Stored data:
────────

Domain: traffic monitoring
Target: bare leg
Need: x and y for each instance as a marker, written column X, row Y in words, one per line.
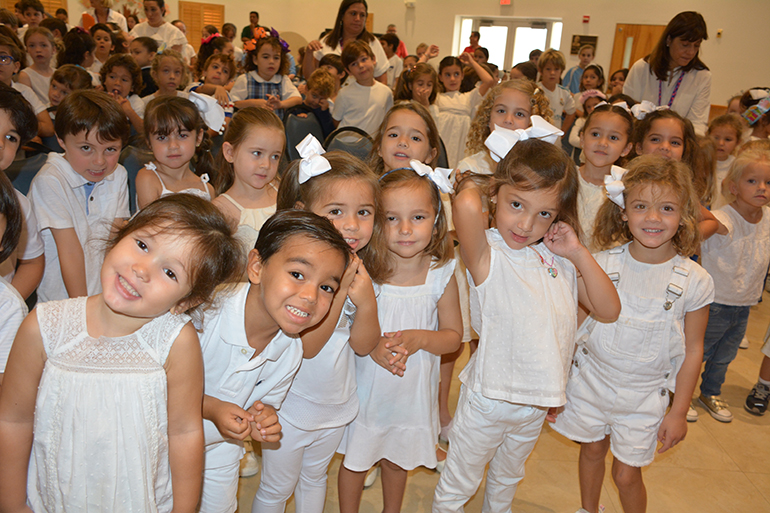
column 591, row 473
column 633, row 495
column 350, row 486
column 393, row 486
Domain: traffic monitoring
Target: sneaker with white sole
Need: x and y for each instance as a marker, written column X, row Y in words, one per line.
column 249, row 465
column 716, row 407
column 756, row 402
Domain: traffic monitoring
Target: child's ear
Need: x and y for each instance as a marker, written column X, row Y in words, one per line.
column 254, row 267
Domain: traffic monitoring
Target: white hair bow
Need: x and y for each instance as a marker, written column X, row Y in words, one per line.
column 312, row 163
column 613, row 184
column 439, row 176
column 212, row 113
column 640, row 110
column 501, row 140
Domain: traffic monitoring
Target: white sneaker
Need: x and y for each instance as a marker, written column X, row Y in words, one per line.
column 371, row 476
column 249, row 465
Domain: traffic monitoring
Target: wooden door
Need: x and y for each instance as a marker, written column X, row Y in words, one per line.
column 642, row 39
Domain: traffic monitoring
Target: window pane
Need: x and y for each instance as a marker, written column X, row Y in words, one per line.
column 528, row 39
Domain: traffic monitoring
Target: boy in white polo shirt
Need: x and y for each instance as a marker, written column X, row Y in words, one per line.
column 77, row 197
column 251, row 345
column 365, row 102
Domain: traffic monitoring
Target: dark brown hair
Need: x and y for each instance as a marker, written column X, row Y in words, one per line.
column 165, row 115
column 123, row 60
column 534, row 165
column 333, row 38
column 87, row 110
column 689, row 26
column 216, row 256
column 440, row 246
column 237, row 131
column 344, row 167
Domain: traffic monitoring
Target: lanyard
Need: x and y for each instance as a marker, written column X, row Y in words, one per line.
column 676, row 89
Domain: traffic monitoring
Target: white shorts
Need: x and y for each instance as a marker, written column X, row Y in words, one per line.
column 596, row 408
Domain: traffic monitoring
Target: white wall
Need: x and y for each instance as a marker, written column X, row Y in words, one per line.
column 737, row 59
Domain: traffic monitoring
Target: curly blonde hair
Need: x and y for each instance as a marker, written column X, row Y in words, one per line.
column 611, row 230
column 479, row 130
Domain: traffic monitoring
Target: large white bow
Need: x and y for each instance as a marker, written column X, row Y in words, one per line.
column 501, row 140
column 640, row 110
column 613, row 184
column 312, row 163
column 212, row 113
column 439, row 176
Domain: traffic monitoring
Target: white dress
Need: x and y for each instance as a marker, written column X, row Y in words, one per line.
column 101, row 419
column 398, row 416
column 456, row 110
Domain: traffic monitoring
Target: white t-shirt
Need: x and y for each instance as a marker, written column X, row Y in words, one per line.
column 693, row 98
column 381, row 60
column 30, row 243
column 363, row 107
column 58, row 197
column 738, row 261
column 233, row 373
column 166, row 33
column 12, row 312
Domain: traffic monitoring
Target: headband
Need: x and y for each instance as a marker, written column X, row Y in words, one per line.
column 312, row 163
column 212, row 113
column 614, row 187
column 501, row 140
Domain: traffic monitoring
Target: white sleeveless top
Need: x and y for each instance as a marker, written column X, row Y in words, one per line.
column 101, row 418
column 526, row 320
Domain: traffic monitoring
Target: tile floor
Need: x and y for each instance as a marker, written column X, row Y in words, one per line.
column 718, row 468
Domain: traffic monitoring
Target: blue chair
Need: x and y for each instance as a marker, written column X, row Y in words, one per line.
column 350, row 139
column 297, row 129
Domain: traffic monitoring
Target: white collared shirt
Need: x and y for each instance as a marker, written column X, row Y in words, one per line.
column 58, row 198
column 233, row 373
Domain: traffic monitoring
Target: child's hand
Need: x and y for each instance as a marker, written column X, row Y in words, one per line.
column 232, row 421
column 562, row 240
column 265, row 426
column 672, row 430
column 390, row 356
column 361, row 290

────────

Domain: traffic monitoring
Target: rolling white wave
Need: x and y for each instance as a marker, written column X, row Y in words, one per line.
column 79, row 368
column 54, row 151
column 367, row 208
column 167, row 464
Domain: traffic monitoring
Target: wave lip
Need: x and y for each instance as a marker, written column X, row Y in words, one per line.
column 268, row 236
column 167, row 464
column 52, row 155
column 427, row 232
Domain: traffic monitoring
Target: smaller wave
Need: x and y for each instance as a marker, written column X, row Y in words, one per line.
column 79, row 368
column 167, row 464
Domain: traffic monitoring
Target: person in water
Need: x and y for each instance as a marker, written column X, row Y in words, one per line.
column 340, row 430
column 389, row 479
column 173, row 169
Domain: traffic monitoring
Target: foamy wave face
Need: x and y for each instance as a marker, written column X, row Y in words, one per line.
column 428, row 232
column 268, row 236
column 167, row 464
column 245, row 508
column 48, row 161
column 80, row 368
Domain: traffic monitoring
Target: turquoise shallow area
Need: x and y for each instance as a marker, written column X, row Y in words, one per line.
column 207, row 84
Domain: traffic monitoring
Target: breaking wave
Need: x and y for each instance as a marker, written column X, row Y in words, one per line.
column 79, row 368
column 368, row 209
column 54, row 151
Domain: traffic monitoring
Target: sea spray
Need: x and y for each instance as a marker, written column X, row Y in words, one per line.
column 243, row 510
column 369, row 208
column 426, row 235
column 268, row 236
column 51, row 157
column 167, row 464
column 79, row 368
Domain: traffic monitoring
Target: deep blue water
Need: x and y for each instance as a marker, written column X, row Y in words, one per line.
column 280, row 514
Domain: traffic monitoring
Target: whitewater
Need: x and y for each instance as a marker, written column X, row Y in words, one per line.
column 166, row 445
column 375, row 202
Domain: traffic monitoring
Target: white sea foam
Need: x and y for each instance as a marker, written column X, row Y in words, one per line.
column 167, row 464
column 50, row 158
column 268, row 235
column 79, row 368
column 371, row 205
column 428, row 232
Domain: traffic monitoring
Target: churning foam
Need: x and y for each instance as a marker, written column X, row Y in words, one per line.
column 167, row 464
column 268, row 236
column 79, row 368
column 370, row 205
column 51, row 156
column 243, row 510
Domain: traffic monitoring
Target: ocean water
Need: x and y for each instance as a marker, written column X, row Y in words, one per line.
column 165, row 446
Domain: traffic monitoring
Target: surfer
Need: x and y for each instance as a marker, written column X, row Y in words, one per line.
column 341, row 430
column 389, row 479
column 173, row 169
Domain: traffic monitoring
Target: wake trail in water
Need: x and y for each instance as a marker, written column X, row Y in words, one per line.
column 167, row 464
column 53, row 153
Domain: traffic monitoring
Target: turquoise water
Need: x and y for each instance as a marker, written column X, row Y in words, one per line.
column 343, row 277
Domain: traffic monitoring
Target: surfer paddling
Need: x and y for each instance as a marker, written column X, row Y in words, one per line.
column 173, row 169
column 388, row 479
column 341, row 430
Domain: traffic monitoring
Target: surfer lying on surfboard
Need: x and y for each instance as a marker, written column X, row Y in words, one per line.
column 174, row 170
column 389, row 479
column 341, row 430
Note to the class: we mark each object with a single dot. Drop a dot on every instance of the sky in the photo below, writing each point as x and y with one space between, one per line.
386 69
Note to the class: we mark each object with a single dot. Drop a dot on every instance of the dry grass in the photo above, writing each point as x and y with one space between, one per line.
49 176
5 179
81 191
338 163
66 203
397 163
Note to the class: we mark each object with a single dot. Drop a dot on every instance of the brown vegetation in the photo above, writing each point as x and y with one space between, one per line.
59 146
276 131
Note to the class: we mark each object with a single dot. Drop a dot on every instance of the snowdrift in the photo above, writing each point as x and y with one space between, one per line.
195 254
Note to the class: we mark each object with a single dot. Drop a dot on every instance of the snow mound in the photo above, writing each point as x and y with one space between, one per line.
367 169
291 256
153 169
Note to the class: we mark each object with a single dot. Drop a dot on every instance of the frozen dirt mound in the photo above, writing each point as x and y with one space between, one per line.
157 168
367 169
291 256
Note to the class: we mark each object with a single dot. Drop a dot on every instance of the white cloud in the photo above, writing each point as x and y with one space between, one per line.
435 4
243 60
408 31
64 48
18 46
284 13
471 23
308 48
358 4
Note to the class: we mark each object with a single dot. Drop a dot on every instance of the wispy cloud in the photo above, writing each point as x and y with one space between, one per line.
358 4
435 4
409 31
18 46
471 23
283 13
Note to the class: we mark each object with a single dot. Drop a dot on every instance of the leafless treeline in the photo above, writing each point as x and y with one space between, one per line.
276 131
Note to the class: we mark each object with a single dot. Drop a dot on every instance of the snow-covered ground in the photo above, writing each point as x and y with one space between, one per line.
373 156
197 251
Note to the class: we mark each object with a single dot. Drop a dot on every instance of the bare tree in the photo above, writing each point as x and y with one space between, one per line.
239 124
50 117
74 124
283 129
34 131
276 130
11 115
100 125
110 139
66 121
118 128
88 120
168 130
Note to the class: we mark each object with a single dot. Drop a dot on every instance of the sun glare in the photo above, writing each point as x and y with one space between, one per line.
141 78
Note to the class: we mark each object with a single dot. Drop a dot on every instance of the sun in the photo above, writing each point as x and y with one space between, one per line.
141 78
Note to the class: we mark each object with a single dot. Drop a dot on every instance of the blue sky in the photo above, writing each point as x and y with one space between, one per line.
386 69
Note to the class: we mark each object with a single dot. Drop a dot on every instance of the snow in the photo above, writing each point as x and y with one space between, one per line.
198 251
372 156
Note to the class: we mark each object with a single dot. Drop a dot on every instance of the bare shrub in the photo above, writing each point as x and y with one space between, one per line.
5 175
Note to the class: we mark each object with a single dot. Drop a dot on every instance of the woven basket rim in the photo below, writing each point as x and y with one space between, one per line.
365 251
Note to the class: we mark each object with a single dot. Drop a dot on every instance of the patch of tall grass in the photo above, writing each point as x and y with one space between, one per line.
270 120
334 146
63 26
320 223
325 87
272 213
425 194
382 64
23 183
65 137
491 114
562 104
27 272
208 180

────────

Number of lines holding "turquoise" in the data: give it, with nothing else.

**Your response**. 2